Records for this task:
• • • • • • •
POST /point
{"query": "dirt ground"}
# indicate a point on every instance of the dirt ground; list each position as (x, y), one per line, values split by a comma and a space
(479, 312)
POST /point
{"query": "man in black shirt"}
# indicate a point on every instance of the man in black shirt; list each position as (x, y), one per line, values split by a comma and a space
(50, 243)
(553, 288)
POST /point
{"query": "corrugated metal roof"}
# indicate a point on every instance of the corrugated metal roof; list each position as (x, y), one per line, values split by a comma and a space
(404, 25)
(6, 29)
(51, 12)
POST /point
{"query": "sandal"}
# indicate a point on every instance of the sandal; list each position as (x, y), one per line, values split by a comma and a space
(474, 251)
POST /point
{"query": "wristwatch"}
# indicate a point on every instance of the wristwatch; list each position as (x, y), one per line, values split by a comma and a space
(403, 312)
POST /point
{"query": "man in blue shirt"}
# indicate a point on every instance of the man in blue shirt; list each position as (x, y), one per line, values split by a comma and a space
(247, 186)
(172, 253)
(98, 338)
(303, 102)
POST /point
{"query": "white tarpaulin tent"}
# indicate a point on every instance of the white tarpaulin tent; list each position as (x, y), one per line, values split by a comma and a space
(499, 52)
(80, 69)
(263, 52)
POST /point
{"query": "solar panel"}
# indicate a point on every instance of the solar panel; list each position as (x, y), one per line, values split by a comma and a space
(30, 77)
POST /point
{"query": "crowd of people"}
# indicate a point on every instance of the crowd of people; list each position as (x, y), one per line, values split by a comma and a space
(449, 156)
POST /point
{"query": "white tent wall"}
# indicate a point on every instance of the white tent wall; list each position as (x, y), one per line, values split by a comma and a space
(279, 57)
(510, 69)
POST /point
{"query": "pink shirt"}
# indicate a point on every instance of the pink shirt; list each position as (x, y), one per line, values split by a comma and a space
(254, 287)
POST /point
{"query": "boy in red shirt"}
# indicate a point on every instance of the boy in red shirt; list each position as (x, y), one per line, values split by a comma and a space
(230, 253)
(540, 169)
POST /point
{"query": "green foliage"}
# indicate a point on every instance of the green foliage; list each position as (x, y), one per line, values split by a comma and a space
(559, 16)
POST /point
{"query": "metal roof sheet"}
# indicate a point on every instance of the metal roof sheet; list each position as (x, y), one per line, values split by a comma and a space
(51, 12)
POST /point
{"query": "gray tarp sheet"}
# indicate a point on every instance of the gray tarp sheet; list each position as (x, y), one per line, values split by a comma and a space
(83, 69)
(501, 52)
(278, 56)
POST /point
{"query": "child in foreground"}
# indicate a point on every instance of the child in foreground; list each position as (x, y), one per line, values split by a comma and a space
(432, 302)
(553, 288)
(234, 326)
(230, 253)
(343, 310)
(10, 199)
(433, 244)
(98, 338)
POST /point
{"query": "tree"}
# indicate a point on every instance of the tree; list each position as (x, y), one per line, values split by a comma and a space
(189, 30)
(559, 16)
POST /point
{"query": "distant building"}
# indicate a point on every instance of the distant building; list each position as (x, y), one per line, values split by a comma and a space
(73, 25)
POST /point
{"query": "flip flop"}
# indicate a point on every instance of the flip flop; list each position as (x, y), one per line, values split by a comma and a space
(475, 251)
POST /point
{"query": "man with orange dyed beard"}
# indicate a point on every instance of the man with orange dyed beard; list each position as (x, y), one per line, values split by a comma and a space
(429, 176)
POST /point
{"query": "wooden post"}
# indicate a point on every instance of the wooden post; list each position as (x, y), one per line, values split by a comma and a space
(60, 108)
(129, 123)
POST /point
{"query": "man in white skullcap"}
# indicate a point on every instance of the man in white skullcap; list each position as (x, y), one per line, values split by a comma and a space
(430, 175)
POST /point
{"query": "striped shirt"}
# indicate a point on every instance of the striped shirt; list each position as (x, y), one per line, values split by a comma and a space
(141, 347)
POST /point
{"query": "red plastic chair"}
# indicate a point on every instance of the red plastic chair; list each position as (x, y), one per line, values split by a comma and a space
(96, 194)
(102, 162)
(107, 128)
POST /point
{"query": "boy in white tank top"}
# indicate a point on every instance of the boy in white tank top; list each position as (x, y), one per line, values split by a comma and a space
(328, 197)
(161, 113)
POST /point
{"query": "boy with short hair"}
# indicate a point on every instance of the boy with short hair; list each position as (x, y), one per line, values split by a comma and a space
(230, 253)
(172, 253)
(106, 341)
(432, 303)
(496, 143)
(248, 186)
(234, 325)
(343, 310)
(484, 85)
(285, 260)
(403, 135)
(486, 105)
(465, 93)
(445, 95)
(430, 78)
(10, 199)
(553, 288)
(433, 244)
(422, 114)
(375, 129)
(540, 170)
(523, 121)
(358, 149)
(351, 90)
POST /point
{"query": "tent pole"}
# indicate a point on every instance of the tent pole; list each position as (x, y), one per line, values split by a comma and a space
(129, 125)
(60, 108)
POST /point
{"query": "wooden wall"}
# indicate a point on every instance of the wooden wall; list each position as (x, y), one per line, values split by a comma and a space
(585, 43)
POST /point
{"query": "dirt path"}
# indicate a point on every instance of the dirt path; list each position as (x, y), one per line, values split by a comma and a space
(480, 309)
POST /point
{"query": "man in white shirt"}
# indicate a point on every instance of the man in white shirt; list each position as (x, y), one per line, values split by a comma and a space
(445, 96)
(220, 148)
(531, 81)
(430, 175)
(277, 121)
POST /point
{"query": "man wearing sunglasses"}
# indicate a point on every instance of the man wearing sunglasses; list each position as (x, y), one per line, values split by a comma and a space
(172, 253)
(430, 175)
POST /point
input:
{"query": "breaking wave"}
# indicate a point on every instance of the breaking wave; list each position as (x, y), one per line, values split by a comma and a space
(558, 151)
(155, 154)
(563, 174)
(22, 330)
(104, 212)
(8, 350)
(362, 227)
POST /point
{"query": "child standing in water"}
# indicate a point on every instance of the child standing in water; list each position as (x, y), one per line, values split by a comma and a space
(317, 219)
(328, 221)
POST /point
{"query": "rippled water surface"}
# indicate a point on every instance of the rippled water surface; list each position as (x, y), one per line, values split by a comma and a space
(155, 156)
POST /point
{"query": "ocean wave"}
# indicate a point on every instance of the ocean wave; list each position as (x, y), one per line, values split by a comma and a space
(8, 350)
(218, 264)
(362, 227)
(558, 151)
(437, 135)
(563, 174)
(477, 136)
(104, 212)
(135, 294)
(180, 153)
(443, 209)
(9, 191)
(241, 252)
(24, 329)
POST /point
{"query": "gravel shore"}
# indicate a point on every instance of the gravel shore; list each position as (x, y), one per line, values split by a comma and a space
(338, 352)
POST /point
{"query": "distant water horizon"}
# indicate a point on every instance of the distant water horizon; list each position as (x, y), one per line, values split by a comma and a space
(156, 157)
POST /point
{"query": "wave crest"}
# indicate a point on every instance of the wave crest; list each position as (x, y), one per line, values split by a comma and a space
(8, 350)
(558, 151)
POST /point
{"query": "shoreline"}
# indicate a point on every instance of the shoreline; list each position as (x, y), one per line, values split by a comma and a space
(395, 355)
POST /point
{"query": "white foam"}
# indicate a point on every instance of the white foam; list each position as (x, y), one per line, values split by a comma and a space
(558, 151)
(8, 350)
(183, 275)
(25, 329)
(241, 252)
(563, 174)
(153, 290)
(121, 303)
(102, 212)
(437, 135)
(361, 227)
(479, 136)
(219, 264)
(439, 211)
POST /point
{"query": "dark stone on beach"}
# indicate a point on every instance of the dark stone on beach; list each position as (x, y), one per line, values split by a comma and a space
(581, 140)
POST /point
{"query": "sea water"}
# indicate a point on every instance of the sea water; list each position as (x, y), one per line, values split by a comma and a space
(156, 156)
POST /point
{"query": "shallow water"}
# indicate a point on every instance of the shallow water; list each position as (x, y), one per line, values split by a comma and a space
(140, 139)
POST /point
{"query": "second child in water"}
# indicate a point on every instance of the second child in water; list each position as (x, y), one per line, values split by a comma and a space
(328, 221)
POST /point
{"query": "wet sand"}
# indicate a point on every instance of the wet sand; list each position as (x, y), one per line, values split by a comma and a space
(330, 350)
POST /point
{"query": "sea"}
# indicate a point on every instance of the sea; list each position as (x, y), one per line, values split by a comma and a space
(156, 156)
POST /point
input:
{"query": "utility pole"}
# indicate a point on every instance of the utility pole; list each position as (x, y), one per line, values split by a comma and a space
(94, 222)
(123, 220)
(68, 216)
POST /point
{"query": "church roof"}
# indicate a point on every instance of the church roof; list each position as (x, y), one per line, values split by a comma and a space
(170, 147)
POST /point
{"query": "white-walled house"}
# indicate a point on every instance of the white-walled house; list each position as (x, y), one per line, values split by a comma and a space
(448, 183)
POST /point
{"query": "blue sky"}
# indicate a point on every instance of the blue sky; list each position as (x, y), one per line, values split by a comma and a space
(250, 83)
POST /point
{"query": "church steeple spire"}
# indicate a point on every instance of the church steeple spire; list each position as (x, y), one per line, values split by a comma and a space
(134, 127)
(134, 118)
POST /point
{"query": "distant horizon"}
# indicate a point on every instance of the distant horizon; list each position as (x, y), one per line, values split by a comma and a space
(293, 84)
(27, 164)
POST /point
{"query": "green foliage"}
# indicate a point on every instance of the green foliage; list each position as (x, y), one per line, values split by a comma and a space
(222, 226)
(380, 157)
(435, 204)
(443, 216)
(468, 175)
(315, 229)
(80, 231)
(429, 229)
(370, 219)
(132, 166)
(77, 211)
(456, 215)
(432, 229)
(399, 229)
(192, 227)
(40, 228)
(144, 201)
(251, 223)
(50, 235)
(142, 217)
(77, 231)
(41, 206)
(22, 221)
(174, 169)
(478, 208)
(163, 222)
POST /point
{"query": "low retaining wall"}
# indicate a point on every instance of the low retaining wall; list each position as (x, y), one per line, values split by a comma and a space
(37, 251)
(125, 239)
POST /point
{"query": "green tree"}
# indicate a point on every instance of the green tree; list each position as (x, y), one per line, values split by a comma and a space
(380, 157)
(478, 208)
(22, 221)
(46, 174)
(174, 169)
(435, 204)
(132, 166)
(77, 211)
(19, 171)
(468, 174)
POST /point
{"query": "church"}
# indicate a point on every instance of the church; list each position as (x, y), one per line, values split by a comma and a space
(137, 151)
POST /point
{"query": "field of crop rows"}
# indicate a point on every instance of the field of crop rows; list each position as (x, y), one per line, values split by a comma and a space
• • • • • • •
To do: Using the listing above, pick out each line that contains the word "crop", then copy it.

Exercise answer:
{"query": "field of crop rows"}
# indicate a point on every instance of the field of crop rows; list each position as (x, y), one per line, values split by a comma and a space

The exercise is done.